The problem
Below are several records. Retype exactly those lines running from the one with "Expected behaviour: for each instance of the tree" through the one with "Query: tree", end lines included, and no others.

Dataset records
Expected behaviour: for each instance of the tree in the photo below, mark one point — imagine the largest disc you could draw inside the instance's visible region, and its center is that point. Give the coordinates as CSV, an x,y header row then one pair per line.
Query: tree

---

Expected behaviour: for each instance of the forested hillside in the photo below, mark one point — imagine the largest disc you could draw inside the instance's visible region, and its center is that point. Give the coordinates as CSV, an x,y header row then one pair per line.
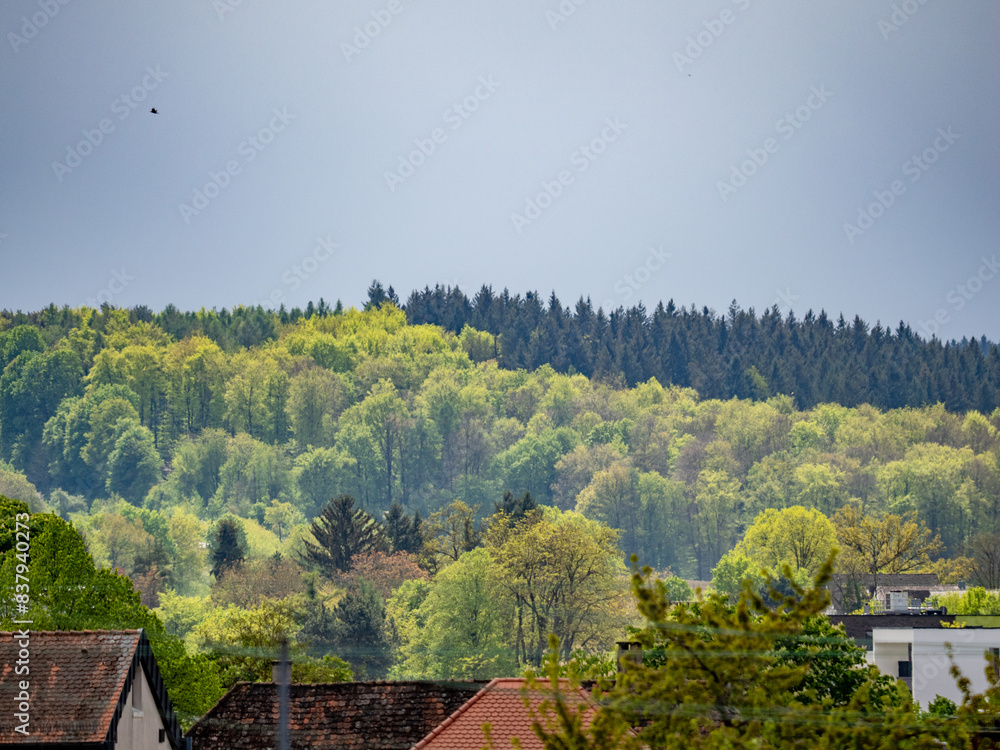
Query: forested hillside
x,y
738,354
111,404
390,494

--

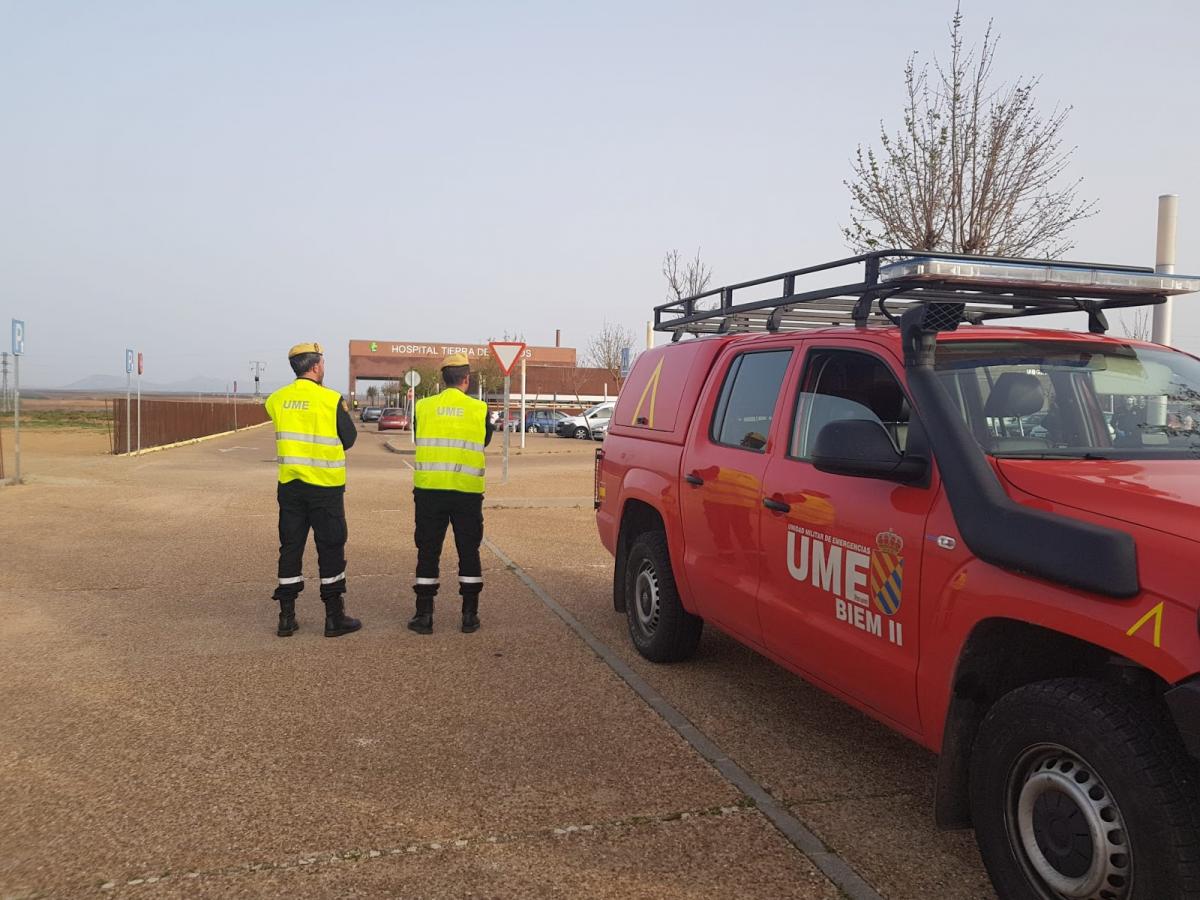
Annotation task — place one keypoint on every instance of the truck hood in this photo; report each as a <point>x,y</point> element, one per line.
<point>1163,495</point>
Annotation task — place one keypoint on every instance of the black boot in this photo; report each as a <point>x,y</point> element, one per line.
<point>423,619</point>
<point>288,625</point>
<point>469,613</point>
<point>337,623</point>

Worked solution
Expected behaviour: for each instance of the tree in the photo below, mark one point — imagine the largest disc you could draw inside the instance's visible region, and its center is that point. Give the coordinates as CSV, an x,y header row then one pair per line.
Query: tree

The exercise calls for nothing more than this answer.